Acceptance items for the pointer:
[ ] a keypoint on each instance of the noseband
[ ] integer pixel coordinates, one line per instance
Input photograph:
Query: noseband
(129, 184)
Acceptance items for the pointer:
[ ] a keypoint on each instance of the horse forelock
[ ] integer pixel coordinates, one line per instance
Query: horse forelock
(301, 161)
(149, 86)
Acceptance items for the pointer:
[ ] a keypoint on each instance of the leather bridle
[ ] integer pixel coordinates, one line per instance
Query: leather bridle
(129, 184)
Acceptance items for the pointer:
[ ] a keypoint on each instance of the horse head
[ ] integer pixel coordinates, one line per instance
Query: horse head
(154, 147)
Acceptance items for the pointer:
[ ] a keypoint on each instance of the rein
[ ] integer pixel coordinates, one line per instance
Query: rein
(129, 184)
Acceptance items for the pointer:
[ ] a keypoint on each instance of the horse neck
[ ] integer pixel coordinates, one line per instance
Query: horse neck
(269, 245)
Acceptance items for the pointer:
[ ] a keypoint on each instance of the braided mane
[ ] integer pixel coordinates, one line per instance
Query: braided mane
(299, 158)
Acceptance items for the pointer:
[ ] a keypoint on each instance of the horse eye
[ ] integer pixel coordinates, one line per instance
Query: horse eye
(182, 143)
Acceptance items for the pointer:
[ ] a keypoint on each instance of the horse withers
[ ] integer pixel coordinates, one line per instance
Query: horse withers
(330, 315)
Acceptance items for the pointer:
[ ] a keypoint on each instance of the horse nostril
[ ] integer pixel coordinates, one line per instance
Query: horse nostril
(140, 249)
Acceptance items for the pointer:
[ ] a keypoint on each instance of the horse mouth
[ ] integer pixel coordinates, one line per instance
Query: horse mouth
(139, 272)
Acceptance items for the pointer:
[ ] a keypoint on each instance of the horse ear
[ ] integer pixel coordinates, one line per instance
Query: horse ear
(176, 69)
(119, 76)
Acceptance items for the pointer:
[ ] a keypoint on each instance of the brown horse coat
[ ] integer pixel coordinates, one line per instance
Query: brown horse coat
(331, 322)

# # # # #

Work required | Every record is to be repeated exactly as it stands above.

Exercise answer |
Acceptance items for the pointer:
[ ] a keypoint on each instance of the noseband
[ ] integer pixel coordinates, one line per instance
Input photograph:
Query: noseband
(129, 184)
Acceptance items for the pointer:
[ ] a keypoint on each instance of the horse forelock
[ ] integer pixel coordinates, one line per instance
Query: horse forelock
(301, 161)
(149, 86)
Acceptance items for the pointer:
[ ] a keypoint on each instance of the leather bridle
[ ] integer pixel coordinates, one line per instance
Query: leather bridle
(129, 184)
Acceptance items for the pointer:
[ ] a keypoint on each instance of the horse head
[ ] integer pixel coordinates, one line per instance
Query: horse head
(154, 147)
Acceptance items for the pointer:
[ ] a keypoint on each instance of the rein
[ ] integer pixel coordinates, one line per instance
Query: rein
(129, 184)
Acceptance items for the pointer:
[ ] a keypoint on each instance of the horse neck
[ ] integer pixel coordinates, one line per instance
Query: horse neck
(269, 245)
Acceptance items for the pointer:
[ ] a keypoint on each instance of the braided mane
[ ] integer pixel coordinates, one line per instance
Query: braided mane
(299, 158)
Acceptance items for the pointer:
[ ] a keypoint on each instance of the horse eye
[ ] integer pixel coordinates, one line per instance
Query: horse eye
(182, 143)
Acceptance items for the pointer:
[ ] a keypoint on each instance of the horse withers
[ ] integer pixel coordinates, one line per instance
Query: horse withers
(330, 315)
Acceptance items for the pointer:
[ ] a keypoint on each instance of the horse nostril
[ ] integer pixel coordinates, one line per instance
Query: horse nostril
(140, 249)
Acceptance items for the pointer:
[ ] a keypoint on each instance of the horse mouth
[ ] integer pixel coordinates, one line per instance
Query: horse mouth
(139, 272)
Acceptance items for the pointer:
[ ] a keypoint on each instance of the horse ear
[ ] integer pixel coordinates, one line per instance
Query: horse ear
(176, 69)
(119, 76)
Acceptance items for the pointer:
[ ] a keypoint on each instance of the brown horse coat
[ ] integer pixel coordinates, one line per instance
Query: brown horse coat
(331, 322)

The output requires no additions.